* _THE EXERCISE_
Rewrite the data below so that each "photograph" becomes "image", with nothing else changed. Leave the pictures out of your version.

Box annotations for photos

━━━━━━━━━━━━━━━━

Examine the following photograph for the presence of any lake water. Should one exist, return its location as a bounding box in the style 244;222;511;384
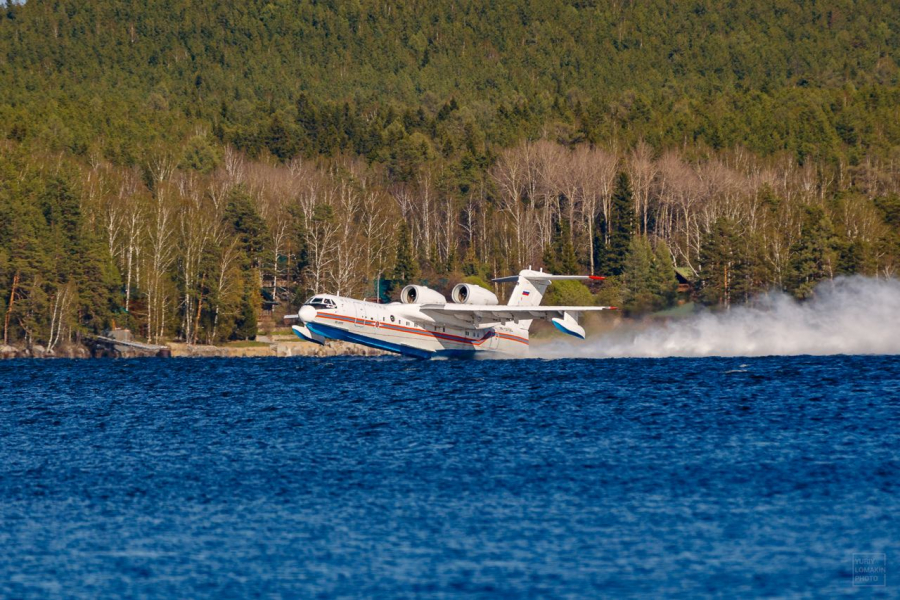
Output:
0;356;900;598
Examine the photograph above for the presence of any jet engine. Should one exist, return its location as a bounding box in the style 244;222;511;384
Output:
400;285;447;304
450;283;500;306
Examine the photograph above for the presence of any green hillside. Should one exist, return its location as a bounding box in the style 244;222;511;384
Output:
0;0;900;164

━━━━━━━━━━━━━━━━

* _ANSWER FOR THIS EXERCISE_
Examine the following image for the presence of any lake water. Should one exist, return its location as a bounding box in the style 244;222;511;384
Output:
0;356;900;598
Examine the image above for the presence of any jet engine. Should one exist, return its location as a bounding box in the style 244;222;511;384
Output:
400;285;447;304
450;283;500;306
Examine the image above for the presence of any green hillside. Should one exist, return its location as a bounding box in the style 244;222;511;384
Output:
0;0;900;164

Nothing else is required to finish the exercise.